• _Your task_
Report every line of the records that contains the word "instance".

• _Input records_
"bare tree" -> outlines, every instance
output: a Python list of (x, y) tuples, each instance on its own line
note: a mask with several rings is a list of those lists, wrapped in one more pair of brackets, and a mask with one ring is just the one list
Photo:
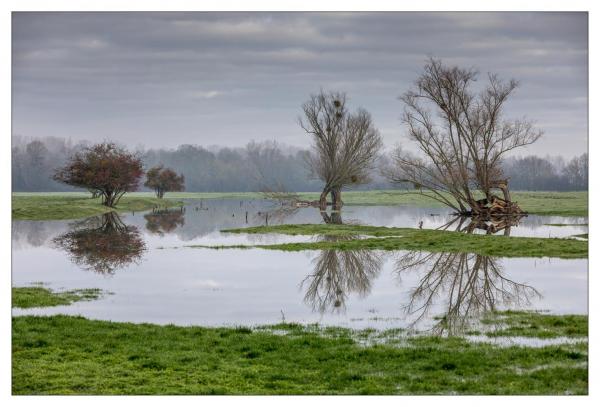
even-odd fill
[[(398, 149), (388, 174), (393, 182), (409, 182), (463, 214), (520, 213), (511, 202), (502, 157), (534, 143), (542, 132), (526, 119), (503, 120), (502, 108), (517, 82), (488, 74), (483, 89), (473, 87), (478, 73), (429, 59), (415, 88), (404, 93), (403, 122), (422, 153)], [(502, 190), (503, 199), (492, 194)], [(478, 199), (478, 193), (484, 196)]]
[(319, 206), (325, 209), (331, 194), (334, 208), (341, 208), (342, 189), (369, 182), (369, 172), (382, 145), (371, 115), (360, 108), (346, 108), (343, 92), (319, 92), (302, 105), (300, 126), (312, 136), (307, 157), (312, 174), (323, 181)]
[(295, 206), (301, 201), (300, 195), (289, 191), (282, 181), (280, 169), (287, 159), (276, 141), (251, 141), (246, 145), (246, 156), (248, 173), (254, 176), (259, 192), (265, 199), (276, 201), (282, 206)]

• _Result of the task_
"bare tree" -> outlines, every instance
output: a Python list of (x, y) tuples, each instance on its own line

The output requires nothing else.